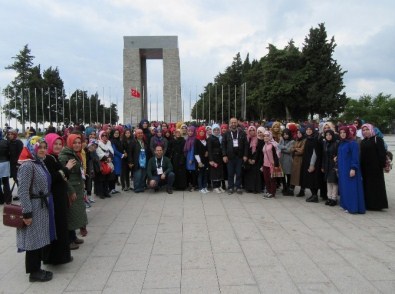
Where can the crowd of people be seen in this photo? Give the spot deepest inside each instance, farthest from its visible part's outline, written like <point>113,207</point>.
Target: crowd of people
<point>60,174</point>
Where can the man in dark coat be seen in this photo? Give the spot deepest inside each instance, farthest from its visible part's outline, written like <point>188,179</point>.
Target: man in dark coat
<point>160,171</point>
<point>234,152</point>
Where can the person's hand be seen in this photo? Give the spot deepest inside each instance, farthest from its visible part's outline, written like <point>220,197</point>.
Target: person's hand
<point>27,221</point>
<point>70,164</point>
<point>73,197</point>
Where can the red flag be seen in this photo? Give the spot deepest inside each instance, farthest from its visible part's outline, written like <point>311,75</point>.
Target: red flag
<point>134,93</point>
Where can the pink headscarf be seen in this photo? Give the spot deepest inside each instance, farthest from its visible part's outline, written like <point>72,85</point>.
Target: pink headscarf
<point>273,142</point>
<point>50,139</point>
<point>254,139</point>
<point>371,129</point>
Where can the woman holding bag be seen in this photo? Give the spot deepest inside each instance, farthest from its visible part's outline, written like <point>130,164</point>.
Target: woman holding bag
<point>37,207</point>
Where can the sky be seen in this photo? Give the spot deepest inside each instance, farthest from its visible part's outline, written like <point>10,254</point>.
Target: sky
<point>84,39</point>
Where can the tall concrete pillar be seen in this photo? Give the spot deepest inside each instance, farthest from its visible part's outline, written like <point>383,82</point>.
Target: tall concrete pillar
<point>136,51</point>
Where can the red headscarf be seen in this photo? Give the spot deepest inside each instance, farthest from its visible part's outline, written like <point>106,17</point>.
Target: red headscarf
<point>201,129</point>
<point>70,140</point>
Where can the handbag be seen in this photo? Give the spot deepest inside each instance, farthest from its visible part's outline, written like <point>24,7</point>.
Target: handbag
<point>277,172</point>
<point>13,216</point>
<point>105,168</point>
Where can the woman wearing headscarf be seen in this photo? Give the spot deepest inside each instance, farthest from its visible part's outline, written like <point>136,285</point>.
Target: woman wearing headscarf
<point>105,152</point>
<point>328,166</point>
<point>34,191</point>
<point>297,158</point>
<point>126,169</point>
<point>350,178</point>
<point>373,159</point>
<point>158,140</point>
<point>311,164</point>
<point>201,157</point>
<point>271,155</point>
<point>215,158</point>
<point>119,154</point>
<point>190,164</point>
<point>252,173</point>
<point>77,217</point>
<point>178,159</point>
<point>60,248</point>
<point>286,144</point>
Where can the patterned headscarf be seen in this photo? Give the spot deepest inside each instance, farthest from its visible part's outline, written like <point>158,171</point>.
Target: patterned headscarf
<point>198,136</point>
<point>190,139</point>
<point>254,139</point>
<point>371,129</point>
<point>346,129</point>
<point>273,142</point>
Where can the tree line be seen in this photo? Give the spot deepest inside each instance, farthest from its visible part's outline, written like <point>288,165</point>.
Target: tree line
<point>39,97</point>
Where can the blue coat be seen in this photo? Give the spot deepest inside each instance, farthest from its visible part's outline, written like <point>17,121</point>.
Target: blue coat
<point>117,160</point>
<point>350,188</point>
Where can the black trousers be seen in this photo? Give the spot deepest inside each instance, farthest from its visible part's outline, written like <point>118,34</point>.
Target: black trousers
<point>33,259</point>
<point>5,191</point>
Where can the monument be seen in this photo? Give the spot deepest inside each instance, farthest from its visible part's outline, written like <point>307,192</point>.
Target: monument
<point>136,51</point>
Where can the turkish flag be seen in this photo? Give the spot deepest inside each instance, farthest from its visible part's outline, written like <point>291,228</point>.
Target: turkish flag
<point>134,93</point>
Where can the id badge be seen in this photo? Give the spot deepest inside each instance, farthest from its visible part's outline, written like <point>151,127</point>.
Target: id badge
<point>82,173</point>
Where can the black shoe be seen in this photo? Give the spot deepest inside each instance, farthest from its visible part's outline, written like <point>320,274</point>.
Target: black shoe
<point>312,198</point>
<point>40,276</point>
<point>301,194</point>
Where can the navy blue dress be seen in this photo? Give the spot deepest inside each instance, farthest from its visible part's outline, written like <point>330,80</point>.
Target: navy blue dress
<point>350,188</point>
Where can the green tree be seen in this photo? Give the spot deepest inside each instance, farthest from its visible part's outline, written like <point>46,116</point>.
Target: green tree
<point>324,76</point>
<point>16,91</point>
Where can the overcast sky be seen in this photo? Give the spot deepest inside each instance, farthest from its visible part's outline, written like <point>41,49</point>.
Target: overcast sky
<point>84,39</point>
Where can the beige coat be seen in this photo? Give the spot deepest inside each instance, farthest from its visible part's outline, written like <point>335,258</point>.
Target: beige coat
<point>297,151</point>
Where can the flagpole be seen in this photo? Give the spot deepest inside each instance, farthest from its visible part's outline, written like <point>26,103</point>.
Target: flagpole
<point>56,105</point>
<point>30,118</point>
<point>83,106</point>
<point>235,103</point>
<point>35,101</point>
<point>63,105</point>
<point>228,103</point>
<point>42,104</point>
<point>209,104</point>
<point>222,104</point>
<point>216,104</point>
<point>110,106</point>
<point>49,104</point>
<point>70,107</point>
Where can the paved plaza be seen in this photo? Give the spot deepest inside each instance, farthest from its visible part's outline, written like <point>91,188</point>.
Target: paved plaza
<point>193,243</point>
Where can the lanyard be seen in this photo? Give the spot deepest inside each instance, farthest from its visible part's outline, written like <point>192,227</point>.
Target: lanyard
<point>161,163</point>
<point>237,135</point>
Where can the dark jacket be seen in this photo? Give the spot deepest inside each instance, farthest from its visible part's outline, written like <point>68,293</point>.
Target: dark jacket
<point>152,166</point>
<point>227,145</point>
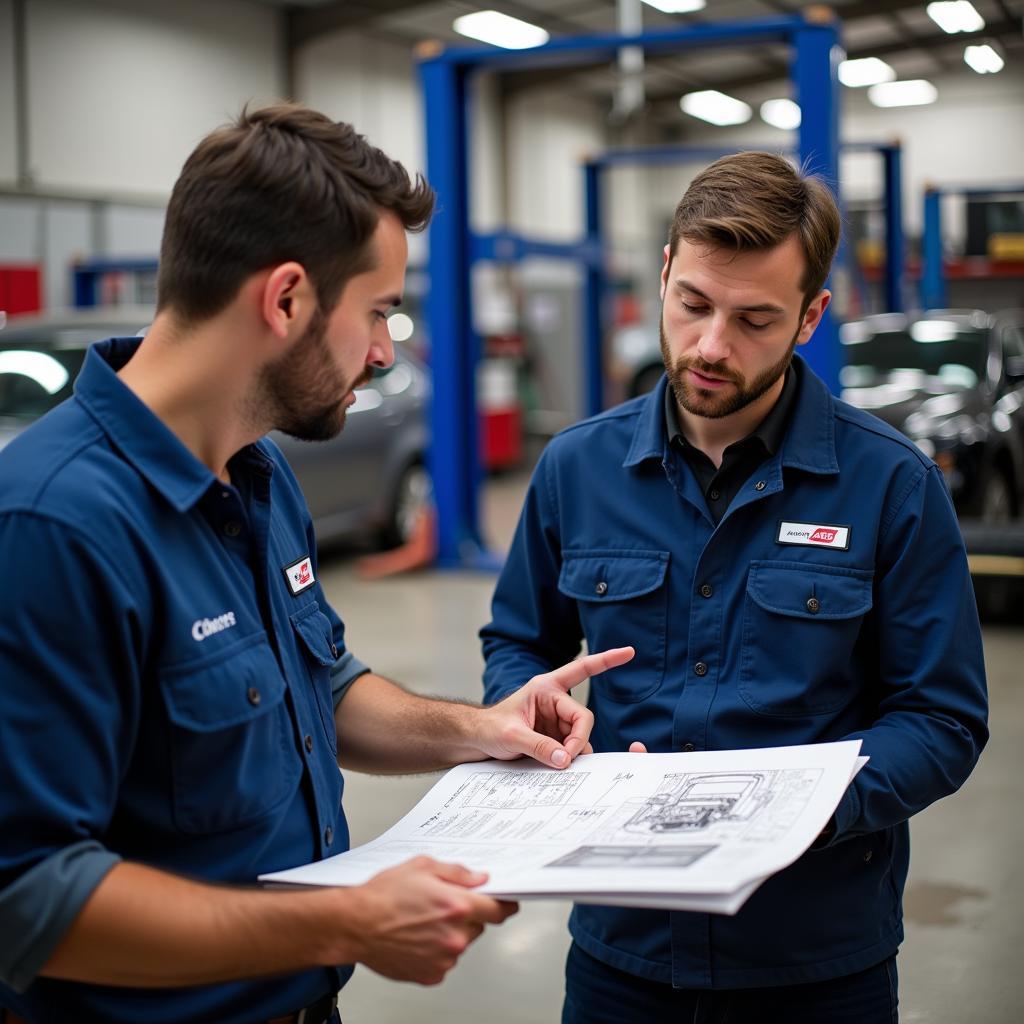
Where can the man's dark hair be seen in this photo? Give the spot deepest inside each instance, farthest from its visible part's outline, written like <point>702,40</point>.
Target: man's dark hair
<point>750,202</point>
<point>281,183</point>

━━━

* [Görevin istediği]:
Yukarıdaki satırların hepsini hiçbir şeyi değiştirmeden baştan sona yeniden yazar mısın? Resimleri cevaba katma.

* [Ayrıntılı çözüm]:
Where can the crowd of people be seen in this photo? Give the spot deepest inside each instance, farthest from its visible part's outline, written like <point>113,207</point>.
Target: crowd of people
<point>60,174</point>
Where can the man in dark coat be seen in this photo? Give the spot deepest inside each instance, farthest from its visible part's outline, written like <point>188,179</point>.
Target: man in dark coat
<point>160,171</point>
<point>234,152</point>
Where can the person's hand be seen in this photo? Give the spot deepest inside each instance, farthest from its visible part's outline, written like <point>220,197</point>.
Target: person's hand
<point>27,221</point>
<point>70,164</point>
<point>73,197</point>
Where can the red flag be seen in this photo? Give the spot deepest inside each instance, farthest from its visible part's outline, written like <point>311,75</point>.
Target: red flag
<point>134,93</point>
Where can the pink headscarf be seen in this photo? Give the spot deepest inside each instance, farthest from its visible part's outline, written like <point>72,85</point>.
Target: pink headscarf
<point>273,142</point>
<point>50,139</point>
<point>254,139</point>
<point>371,129</point>
Where can the woman holding bag be seen in this photo? Give the spot deepest inside each instance, farthest from its visible part's outline, written like <point>130,164</point>.
Target: woman holding bag
<point>37,207</point>
Where can the sky be seen in this photo? Give the spot deepest inside each instance, farthest from its visible part's outline, written like <point>10,254</point>.
Target: sky
<point>84,39</point>
Where can the tall concrete pillar be seen in this photo? Give the spot deepest inside each instance, farthest from its visible part's outline, written like <point>383,82</point>.
Target: tall concrete pillar
<point>136,51</point>
Where can the red headscarf be seen in this photo? Give the spot deepest inside each instance, farthest from its visible part's outline, written like <point>106,17</point>.
Target: red headscarf
<point>201,129</point>
<point>70,140</point>
Where can the handbag be seen in this photo? Give the spot deepest inside each instance, farthest from its visible part's outline, written like <point>24,7</point>.
Target: handbag
<point>277,172</point>
<point>13,216</point>
<point>105,168</point>
Where can the woman wearing headscarf be seen in this photo? Give the spot deepest inside each instance, farthest from its visible part's outline, written like <point>136,285</point>.
Target: woman wearing headscarf
<point>105,152</point>
<point>328,166</point>
<point>34,191</point>
<point>297,158</point>
<point>126,169</point>
<point>350,178</point>
<point>373,159</point>
<point>158,140</point>
<point>311,164</point>
<point>201,157</point>
<point>271,155</point>
<point>215,158</point>
<point>119,154</point>
<point>190,164</point>
<point>252,173</point>
<point>77,217</point>
<point>178,159</point>
<point>60,248</point>
<point>286,144</point>
Where can the patterned headscarf be seen in this photo? Give the spot deepest inside each instance, farthest from its visible part's outline, written like <point>158,171</point>.
Target: patterned headscarf
<point>198,136</point>
<point>190,139</point>
<point>254,139</point>
<point>371,129</point>
<point>346,129</point>
<point>273,142</point>
Where can the tree line be seen in this photo? Give the spot deepest inside each instance, farthest from its visible part's outline, written like <point>288,165</point>.
Target: tree line
<point>39,97</point>
Where can the blue coat be seen in this photo? Give the spot deepest inside each instance, farthest from its visible part's outline, written like <point>17,121</point>.
Target: blue coat
<point>117,160</point>
<point>350,188</point>
Where can the black trousers be seen in this photo? Give the spot deepest inside each instance, farthest from its visible part's outline, written like <point>118,34</point>.
Target: black trousers
<point>33,259</point>
<point>5,191</point>
Where can the monument be seen in this photo? Give the spot deepest inside each instance, farthest from its visible part's outline, written like <point>307,192</point>.
Target: monument
<point>136,51</point>
Where can the turkish flag be seen in this photo? Give the spot deepest inside each instance, farthest from its visible part's outline, written like <point>291,228</point>.
Target: turkish flag
<point>134,93</point>
Where can the id badge be seen in this photo? Give the spot deepest inside each instance, farthest from its visible part's outline, written like <point>151,127</point>.
Target: id badge
<point>82,173</point>
Where can the black shoe be seen in this photo? Give the spot deepest inside each instance, farthest from its visible part's outline, written like <point>320,274</point>.
Target: black shoe
<point>312,198</point>
<point>40,276</point>
<point>301,194</point>
Where can the navy blue dress be seen in this photo? Give the spot deepest inside each instance, farthest from its visible part's outline, written like <point>330,80</point>.
Target: navy blue dress
<point>350,188</point>
Where can the green tree be seen in this photo? Give the spot deepest inside each instance, farthest from its visible part's outline, written like <point>46,116</point>.
Target: green tree
<point>324,76</point>
<point>16,91</point>
Where can the overcast sky be seen in this photo? Give the spot deepest inside each instance, farthest from its visible part's outline, written like <point>41,49</point>.
Target: overcast sky
<point>84,39</point>
Where can the beige coat be seen in this photo? Give the spot deepest inside each instance, farthest from its visible part's outline, written like <point>335,258</point>.
Target: beige coat
<point>297,151</point>
Where can the flagpole be seen in this photo? Give the spot deepest inside each instance, farthest from its visible part's outline, written like <point>26,103</point>.
Target: flagpole
<point>56,105</point>
<point>30,118</point>
<point>83,106</point>
<point>235,103</point>
<point>35,101</point>
<point>63,105</point>
<point>228,103</point>
<point>42,104</point>
<point>209,104</point>
<point>222,104</point>
<point>216,104</point>
<point>110,106</point>
<point>49,104</point>
<point>70,107</point>
Where can the paved plaza be seen in this photo? Give the spot deepest inside each instance, farthest from its visible part's outline, written like <point>91,188</point>.
Target: paved plaza
<point>193,243</point>
Where can the lanyard be seen in this photo? Give the spot deepest inside each instance, farthest from its visible part's outline, written like <point>192,227</point>.
Target: lanyard
<point>161,163</point>
<point>237,135</point>
Where can the dark jacket be seen in this photo? Give the spot deepest inside each instance, farthest from its visible part's outline, written like <point>68,293</point>.
Target: dark jacket
<point>152,166</point>
<point>227,145</point>
Where can the man's dark hair be seen in this photo? Give the spot deepest inside each instance, farthest from its visible part's outline, written like <point>702,40</point>.
Target: man's dark hair
<point>750,202</point>
<point>281,183</point>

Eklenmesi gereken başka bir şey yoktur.